[Text]:
Provincial / State sides
- Years: Team / Apps / (Points)
- 2013: Manawatu / 10 / (15)
- Correct as of 22 October 2013

Super Rugby
- Years: Team / Apps / (Points)
- 2012–2017: Rebels / 60 / (30)
- Correct as of 6 November 2017

International career
- Years: Team / Apps / (Points)
- 2016: Australia XV / 1 / (0)

= Nic Stirzaker =

Australia international rugby union player

Nic Stirzaker (born 8 March 1991) is a former Australian rugby union footballer. His regular playing position is scrum-half and most recently played for the Montauban in the Pro D2. Prior to that he represented the Rebels in Super Rugby and Melbourne Rising in the National Rugby Championship and Bristol Bears in Premiership Rugby.

==Early life==
Stirzaker was born in England to South African parents, but was raised in Australia from the age of two. He is one of three brothers and developed his love of Rugby at Knox Grammar School in Sydney.

==Club career==
Playing rugby at both Knox Grammar School and Sydney University, Stirzaker was signed to be a part of the Rebels extended playing squad during the 2012 season only playing a total of three games all coming off the bench. After his debut season as an extended player, Stirzaker played eleven games for the Rebels throughout 2013, starting twice and coming off the bench on nine occasions. On 25 June 2013, Stirzaker come off the bench in the 55th minute to play for the Rebels against the British & Irish Lions during their 2013 tour in a 0–35 defeat at AAMI Park, Melbourne.

In March 2014, Stirzaker re-signed with the Rebels until the succession of the 2015 season. Stirzaker was subsequently released to Palmerston North-based ITM Cup team Manawatu Rugby Club for the 2013 season. Finishing the season fifth in the Championship division, Stirzaker scored a total of three tries before returning to the Rebels in 2014.

Sustaining an injury before the 2014 season, Stirzaker only played eight of the sixteen games, starting in just four. After a fairly successful 2015 season for Stirzaker – playing fifteen games, scoring three tries, and helped lead the Rebels to a mid-table finish – he was among rumours of a possible call up to the Wallabies squad. Stirzaker is eligible to represent three countries internationally. Australia, England, and South Africa.

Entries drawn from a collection
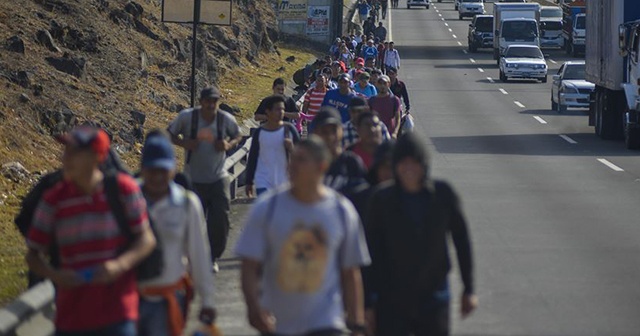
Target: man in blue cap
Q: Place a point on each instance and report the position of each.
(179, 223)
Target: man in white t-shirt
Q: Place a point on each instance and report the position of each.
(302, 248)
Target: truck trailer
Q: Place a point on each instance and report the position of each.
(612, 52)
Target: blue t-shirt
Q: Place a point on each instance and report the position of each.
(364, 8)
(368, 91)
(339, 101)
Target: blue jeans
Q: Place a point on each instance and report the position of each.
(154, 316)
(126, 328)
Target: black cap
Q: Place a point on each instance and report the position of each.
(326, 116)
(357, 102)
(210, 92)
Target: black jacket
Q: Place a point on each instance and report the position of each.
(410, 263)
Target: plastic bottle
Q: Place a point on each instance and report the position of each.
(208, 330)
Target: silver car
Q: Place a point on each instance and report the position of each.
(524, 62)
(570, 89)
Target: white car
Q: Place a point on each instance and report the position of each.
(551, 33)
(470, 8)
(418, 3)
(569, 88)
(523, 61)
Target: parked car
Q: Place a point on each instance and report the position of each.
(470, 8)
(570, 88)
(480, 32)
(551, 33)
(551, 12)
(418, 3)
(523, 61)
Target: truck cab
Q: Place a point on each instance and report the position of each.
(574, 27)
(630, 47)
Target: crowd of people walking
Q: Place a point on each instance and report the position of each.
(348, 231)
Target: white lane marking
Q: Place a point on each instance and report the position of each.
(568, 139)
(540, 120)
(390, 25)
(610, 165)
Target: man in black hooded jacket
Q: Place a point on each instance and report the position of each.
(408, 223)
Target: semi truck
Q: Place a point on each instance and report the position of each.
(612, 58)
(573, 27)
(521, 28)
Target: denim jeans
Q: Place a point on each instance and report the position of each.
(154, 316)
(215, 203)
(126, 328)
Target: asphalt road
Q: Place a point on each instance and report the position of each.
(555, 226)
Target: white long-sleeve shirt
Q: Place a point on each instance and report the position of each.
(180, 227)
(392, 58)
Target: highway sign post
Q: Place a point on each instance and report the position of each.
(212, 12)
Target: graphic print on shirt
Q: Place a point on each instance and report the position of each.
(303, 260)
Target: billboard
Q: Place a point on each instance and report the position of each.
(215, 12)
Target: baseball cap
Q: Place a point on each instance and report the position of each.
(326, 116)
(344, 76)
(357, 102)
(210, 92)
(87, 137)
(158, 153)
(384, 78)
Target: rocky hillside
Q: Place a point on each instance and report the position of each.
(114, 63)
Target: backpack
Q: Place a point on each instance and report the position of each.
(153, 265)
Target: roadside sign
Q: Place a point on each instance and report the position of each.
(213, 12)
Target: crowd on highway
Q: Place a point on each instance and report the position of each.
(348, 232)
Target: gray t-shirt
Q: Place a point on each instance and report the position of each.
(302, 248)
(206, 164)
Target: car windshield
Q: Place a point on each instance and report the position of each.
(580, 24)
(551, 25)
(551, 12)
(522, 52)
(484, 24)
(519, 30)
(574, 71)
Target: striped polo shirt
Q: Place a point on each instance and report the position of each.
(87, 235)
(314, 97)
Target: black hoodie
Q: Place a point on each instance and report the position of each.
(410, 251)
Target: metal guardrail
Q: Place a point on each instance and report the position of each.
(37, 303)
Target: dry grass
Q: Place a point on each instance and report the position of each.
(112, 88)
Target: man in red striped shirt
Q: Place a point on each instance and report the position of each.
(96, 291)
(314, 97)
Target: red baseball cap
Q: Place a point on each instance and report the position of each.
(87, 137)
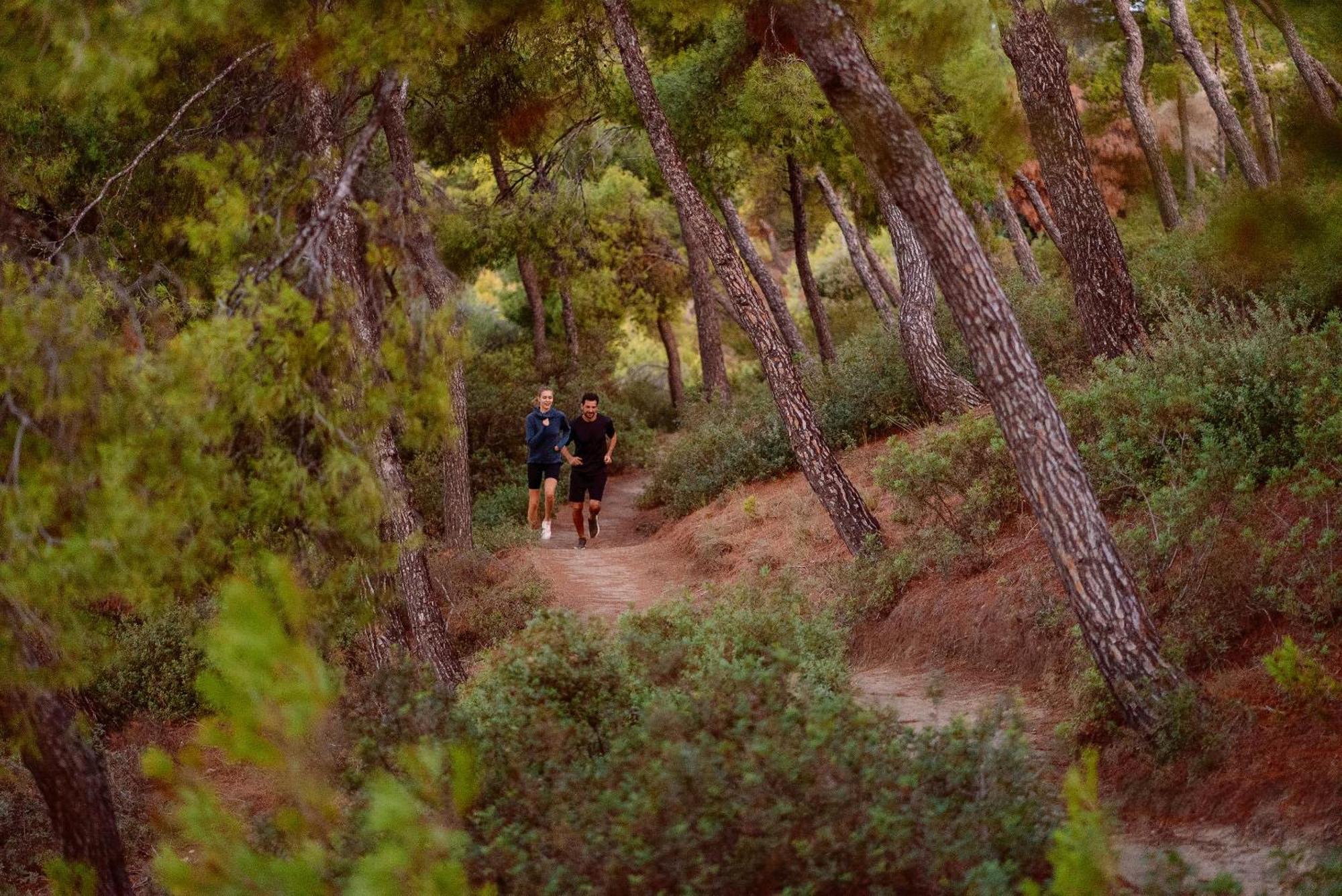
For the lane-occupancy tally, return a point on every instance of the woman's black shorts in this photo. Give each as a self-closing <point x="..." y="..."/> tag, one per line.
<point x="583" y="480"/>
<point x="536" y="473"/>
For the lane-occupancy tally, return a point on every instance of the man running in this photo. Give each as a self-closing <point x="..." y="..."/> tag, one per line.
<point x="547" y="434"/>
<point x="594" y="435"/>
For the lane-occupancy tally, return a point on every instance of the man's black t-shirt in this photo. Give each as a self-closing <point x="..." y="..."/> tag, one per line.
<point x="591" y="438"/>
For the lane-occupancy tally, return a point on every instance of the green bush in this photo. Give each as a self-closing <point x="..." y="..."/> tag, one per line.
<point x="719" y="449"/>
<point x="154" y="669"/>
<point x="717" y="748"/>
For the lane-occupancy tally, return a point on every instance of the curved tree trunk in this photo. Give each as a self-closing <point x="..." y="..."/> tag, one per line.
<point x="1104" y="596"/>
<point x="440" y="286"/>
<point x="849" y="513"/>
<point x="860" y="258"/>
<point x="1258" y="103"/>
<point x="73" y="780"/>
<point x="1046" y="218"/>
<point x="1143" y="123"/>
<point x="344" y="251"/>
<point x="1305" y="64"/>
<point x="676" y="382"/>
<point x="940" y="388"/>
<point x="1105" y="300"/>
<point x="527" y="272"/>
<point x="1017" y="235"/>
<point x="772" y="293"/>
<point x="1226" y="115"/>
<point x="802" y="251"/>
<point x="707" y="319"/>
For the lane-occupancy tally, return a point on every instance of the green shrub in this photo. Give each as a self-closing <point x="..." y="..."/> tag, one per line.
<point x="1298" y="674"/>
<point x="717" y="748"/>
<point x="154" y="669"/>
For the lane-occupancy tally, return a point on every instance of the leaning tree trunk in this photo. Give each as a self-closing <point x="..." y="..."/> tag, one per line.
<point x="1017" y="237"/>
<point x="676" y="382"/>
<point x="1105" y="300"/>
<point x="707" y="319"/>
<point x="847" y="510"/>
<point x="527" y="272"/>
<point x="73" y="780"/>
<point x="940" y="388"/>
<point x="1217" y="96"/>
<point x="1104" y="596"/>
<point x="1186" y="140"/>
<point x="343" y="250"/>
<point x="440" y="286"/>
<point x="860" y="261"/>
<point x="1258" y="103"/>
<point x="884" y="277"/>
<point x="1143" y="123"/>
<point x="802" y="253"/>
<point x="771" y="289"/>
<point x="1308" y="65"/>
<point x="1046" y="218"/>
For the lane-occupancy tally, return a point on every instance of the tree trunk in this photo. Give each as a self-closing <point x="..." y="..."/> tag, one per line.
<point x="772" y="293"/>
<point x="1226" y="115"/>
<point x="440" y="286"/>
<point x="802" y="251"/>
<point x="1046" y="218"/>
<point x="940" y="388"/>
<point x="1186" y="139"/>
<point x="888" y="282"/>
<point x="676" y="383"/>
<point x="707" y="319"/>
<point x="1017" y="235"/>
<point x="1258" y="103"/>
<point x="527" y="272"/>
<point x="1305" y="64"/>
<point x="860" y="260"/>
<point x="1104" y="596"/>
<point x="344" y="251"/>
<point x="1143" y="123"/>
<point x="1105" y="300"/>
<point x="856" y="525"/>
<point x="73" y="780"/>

--

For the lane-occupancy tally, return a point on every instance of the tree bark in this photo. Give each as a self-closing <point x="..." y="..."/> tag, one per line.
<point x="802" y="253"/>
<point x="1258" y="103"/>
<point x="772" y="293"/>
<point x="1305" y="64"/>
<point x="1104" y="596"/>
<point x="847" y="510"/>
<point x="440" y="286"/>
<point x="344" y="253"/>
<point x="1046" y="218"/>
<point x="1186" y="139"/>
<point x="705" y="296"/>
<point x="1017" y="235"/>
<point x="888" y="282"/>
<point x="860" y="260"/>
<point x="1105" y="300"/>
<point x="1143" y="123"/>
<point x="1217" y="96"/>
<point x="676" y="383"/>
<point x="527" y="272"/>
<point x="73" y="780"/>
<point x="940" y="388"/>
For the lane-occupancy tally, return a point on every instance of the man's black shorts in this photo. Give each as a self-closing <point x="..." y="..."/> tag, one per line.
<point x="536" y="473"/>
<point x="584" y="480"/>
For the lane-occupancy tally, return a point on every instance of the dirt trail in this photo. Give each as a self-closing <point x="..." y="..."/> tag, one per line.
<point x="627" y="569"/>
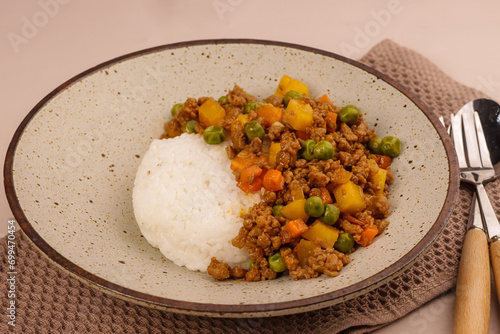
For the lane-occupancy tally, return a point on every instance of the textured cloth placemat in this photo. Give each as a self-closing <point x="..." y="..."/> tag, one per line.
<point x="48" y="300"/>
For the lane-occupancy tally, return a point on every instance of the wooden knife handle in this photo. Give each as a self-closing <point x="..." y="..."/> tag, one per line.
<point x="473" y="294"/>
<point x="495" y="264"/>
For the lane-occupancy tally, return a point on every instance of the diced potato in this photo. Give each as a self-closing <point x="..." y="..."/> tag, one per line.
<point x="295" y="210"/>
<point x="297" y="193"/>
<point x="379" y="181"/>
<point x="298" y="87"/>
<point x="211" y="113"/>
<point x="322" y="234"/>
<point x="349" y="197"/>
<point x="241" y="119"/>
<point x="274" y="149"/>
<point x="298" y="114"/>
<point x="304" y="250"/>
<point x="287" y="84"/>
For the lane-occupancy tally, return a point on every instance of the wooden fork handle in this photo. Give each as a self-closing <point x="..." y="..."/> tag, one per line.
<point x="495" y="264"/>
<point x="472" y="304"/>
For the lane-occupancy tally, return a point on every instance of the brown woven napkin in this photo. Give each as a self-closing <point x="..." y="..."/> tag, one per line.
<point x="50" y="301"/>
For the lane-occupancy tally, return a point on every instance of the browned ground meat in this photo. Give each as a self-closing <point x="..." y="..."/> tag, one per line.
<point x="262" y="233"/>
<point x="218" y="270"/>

[Prompt 1]: In the text on Nic Stirzaker, at which school did he develop his love of rugby?
[Prompt 2]: Pick up the article on Nic Stirzaker after its final sentence and continue it.
None of the entries is needed to complete this work.

[Exercise answer 1]: Knox Grammar School in Sydney.

[Exercise answer 2]:
In early 2016, Stirzaker was announced as captain of the Rebels ahead of the season. He had undergone off-season shoulder surgery causing him to miss the season-opening match of the 2016 season against the Force in Perth. Stirzaker returned to full fitness to play the in 17–21 victory in round 6 at Allianz Stadium, Sydney. He played a total of eleven games scoring two tries.

In January 2018, Stirzaker signed a short, three-month term contract for Saracens in the Aviva Premiership for the 2017–18 season.

In late January 2018, Bristol Rugby announced that Stirzaker would join them for the upcoming 2018-19 Premiership Rugby season.

After leaving Bristol, Stirzaker moves to France to join Pro D2 outfit Montauban for the 2020–21 season.

==International career==
Stirzaker was selected and played for Australia XV that played the French Barbarians in late 2016 losing 19–11 in Bordeaux.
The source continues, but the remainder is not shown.